** Start of Data extract **
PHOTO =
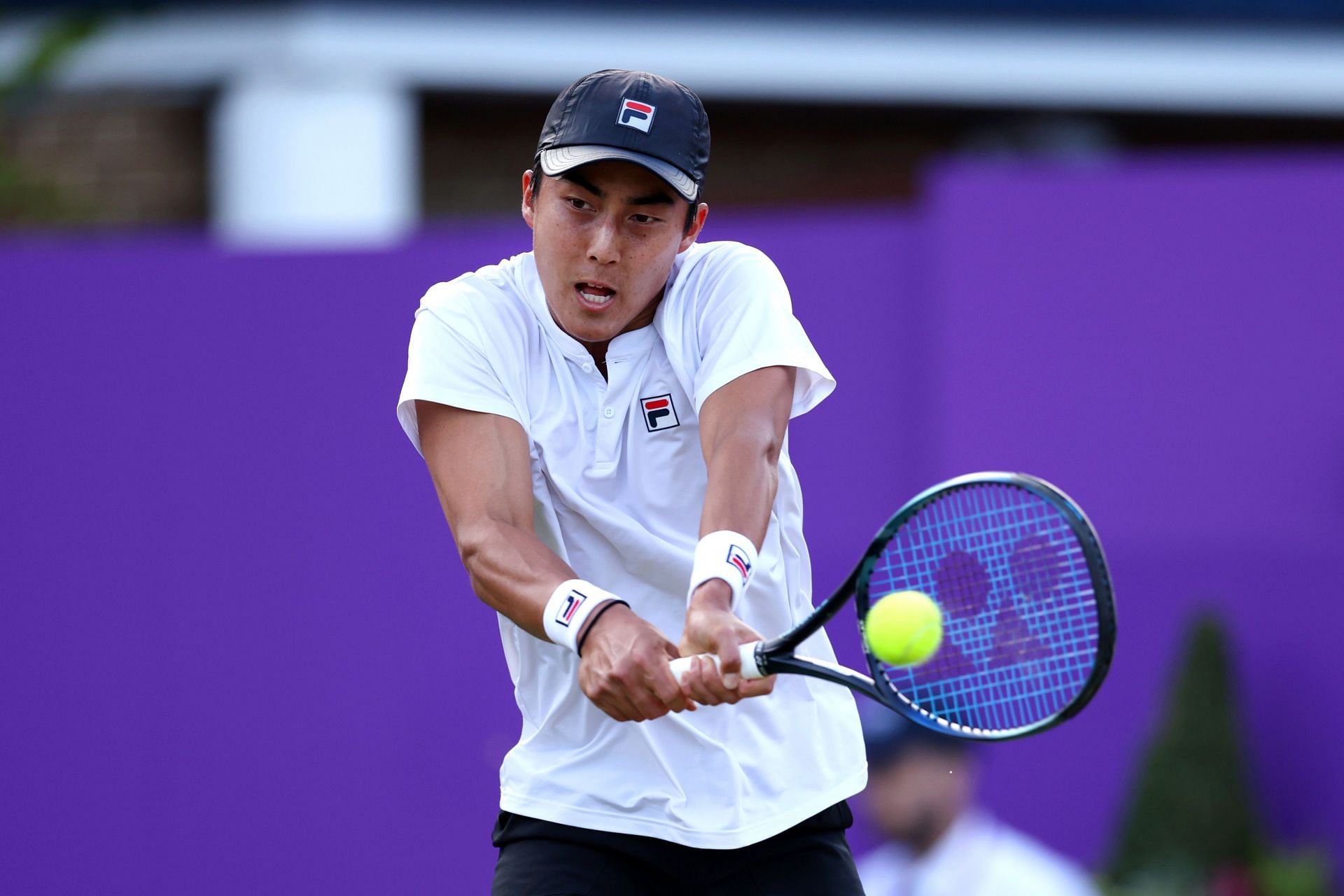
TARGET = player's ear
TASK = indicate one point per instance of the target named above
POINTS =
(528, 197)
(702, 211)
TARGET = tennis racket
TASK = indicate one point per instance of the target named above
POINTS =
(1027, 610)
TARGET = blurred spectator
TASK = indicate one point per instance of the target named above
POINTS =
(921, 796)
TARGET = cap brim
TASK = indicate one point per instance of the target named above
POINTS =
(556, 162)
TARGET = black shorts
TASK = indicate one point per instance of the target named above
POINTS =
(543, 859)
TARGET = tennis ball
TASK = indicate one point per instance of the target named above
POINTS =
(904, 628)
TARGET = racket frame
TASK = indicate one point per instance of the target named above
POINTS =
(777, 654)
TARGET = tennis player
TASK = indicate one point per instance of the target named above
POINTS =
(605, 419)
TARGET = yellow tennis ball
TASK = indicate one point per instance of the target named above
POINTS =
(904, 628)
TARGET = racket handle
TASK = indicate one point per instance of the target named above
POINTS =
(750, 669)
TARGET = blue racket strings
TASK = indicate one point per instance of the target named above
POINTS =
(1021, 622)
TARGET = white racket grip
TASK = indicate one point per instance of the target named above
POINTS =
(746, 650)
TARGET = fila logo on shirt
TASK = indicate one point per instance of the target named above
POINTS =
(573, 601)
(636, 115)
(659, 413)
(738, 558)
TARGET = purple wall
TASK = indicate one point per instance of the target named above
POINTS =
(238, 652)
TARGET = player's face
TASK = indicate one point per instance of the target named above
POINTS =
(605, 237)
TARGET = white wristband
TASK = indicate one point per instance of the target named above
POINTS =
(569, 608)
(723, 555)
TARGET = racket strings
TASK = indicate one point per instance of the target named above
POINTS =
(1021, 622)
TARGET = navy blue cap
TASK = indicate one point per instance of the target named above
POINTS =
(629, 115)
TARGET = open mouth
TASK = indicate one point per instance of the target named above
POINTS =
(594, 296)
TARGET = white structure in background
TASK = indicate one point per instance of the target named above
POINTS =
(315, 137)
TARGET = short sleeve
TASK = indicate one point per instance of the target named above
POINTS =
(447, 365)
(745, 323)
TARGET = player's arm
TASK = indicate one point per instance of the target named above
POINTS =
(742, 429)
(483, 475)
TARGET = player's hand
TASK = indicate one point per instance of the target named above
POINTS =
(711, 628)
(624, 668)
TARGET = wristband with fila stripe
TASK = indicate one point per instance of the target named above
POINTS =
(723, 555)
(569, 609)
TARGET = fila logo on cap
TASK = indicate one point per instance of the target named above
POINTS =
(659, 413)
(636, 115)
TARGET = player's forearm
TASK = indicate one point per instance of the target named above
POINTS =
(743, 477)
(512, 571)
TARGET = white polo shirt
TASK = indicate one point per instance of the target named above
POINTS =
(619, 482)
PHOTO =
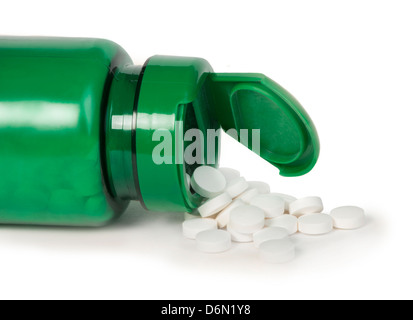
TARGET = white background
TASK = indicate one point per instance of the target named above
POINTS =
(350, 63)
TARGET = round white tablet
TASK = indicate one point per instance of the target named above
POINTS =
(262, 187)
(277, 251)
(214, 205)
(272, 205)
(315, 223)
(239, 237)
(247, 219)
(248, 194)
(223, 217)
(306, 205)
(348, 217)
(208, 181)
(287, 198)
(286, 221)
(192, 227)
(236, 186)
(213, 241)
(230, 174)
(272, 233)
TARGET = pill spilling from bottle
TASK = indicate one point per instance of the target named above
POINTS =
(237, 210)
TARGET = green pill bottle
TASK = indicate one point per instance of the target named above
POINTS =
(84, 131)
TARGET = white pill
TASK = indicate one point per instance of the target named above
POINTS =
(188, 179)
(306, 205)
(192, 227)
(272, 205)
(247, 219)
(229, 174)
(213, 241)
(214, 205)
(223, 217)
(277, 251)
(248, 194)
(287, 198)
(239, 237)
(191, 215)
(208, 181)
(262, 187)
(272, 233)
(286, 221)
(348, 217)
(315, 223)
(236, 186)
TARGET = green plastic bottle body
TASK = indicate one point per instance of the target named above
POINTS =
(53, 99)
(81, 127)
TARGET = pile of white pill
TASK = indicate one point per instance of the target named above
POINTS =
(236, 210)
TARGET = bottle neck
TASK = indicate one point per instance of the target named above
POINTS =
(120, 133)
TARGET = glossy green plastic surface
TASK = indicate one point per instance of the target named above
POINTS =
(288, 137)
(171, 101)
(51, 95)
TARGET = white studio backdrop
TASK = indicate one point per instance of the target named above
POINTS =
(350, 65)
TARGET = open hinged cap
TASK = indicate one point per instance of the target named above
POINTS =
(251, 102)
(182, 93)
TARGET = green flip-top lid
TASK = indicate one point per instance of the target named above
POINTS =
(252, 102)
(179, 93)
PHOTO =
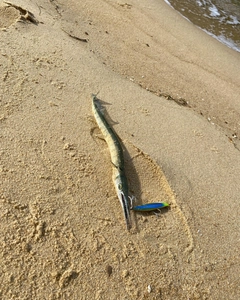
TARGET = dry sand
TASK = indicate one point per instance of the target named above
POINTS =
(63, 234)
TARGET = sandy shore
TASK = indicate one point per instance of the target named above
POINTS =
(174, 93)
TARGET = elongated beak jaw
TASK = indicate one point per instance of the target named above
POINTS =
(125, 206)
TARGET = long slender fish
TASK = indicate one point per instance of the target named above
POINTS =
(117, 158)
(150, 206)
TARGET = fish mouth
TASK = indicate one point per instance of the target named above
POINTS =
(125, 206)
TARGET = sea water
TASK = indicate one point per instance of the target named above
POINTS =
(219, 18)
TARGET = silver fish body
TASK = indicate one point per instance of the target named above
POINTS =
(117, 158)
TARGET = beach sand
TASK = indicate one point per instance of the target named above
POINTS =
(173, 92)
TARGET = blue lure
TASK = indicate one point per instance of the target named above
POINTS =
(150, 206)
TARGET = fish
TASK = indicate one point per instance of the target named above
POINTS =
(117, 157)
(149, 206)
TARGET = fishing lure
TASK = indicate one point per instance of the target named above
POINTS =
(150, 206)
(117, 158)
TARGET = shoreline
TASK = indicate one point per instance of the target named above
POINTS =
(63, 235)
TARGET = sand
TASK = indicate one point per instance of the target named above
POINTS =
(173, 92)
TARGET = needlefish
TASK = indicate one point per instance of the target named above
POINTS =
(149, 206)
(117, 158)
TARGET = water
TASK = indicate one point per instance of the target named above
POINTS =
(219, 18)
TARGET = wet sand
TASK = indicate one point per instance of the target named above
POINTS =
(173, 92)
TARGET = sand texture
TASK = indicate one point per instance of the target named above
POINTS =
(173, 94)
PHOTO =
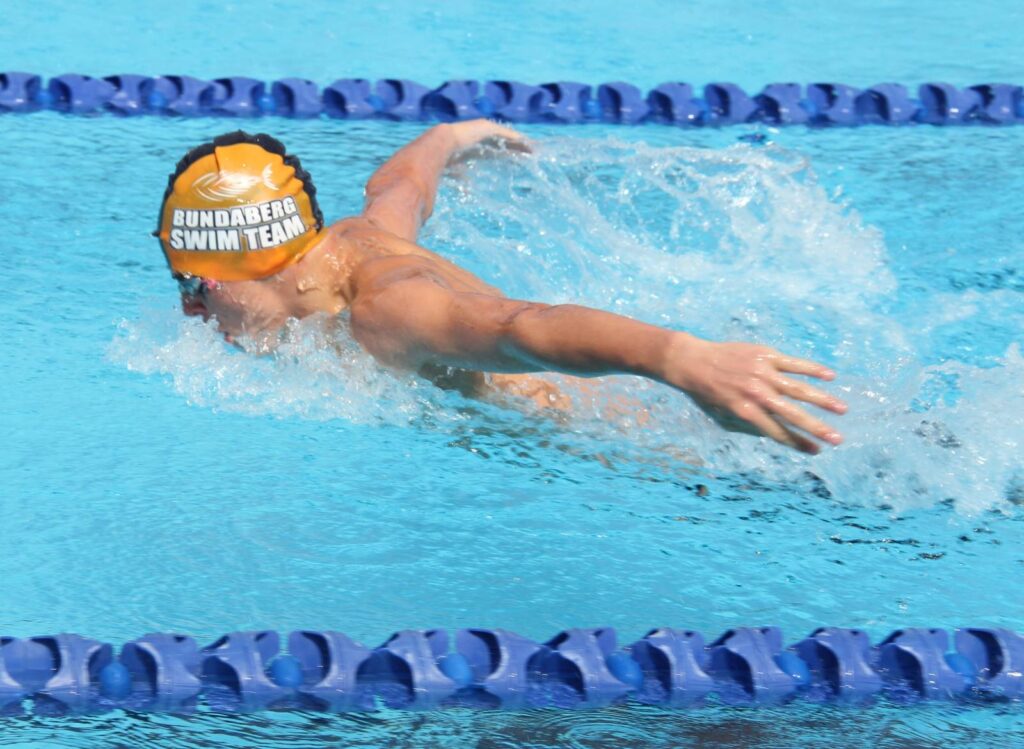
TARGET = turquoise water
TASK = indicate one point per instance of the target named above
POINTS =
(154, 480)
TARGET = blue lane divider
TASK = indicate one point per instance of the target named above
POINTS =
(564, 101)
(417, 669)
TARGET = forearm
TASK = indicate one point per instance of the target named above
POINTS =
(418, 166)
(589, 342)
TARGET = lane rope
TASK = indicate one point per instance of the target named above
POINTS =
(565, 101)
(489, 668)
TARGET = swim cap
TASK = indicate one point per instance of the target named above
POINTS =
(238, 209)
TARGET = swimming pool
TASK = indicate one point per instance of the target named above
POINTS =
(156, 481)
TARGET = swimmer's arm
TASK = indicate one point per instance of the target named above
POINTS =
(399, 197)
(417, 321)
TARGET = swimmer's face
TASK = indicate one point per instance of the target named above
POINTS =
(241, 307)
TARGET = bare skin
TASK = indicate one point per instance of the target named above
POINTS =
(412, 308)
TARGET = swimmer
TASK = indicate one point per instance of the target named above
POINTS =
(245, 239)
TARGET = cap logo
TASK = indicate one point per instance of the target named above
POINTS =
(258, 226)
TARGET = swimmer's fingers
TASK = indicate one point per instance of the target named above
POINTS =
(768, 426)
(804, 367)
(808, 393)
(796, 416)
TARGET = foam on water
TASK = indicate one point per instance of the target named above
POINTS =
(739, 243)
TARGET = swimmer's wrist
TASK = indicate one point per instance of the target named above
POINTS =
(679, 361)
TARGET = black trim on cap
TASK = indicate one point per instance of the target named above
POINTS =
(268, 143)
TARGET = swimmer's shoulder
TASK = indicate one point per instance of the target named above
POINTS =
(380, 253)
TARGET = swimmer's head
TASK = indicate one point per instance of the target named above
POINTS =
(238, 208)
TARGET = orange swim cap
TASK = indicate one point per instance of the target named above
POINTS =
(238, 209)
** End of Data extract **
* [What is asked]: Write out only what runs from the line holding "TARGET = swimming pool" through the last line of the records, exactly as shown.

* [Completed task]:
TARGET = swimming pool
TASK = indicate one point per instance of the target named above
POINTS =
(156, 481)
TARGET = swimmer's arm
TASK = indicate one point per instance of the target named above
POINTS =
(399, 197)
(417, 321)
TARGET = swimmer's face
TASK = indicate one point per instance of the target named above
POINTS =
(241, 307)
TARGET = bare skin
TASK = indicate one point per instance of the target named above
POINTS =
(412, 308)
TARGET = swimmer
TASK = indicate one point per instance of the target named above
POINTS =
(245, 239)
TARGET = cap logo
TASK = indicate one point per instance of the target named above
POINTS =
(258, 226)
TARGET = swimmer's fingers
TASK = indicate one point per instance of the target named above
POINTS =
(768, 426)
(804, 367)
(808, 393)
(796, 416)
TARGET = foam on water
TASK = indicate one point per instance of the target named above
POINTS =
(739, 243)
TARGET = swimmer's wrist
TASK = indicate one point per instance of the target named above
POINTS =
(679, 361)
TARGET = black trim on cap
TASK = indicate one point per instance of the target named above
POINTS =
(268, 143)
TARGET = swimmer's shoulder
TASK = indicate one point per instance of the target named above
POINTS =
(380, 253)
TARGET = swimmer's head
TASK = indicate one point per instance of the target named above
POINTS =
(238, 208)
TARGET = orange swim cap
TASK = indicate one point per instance of the target named above
POINTS =
(238, 209)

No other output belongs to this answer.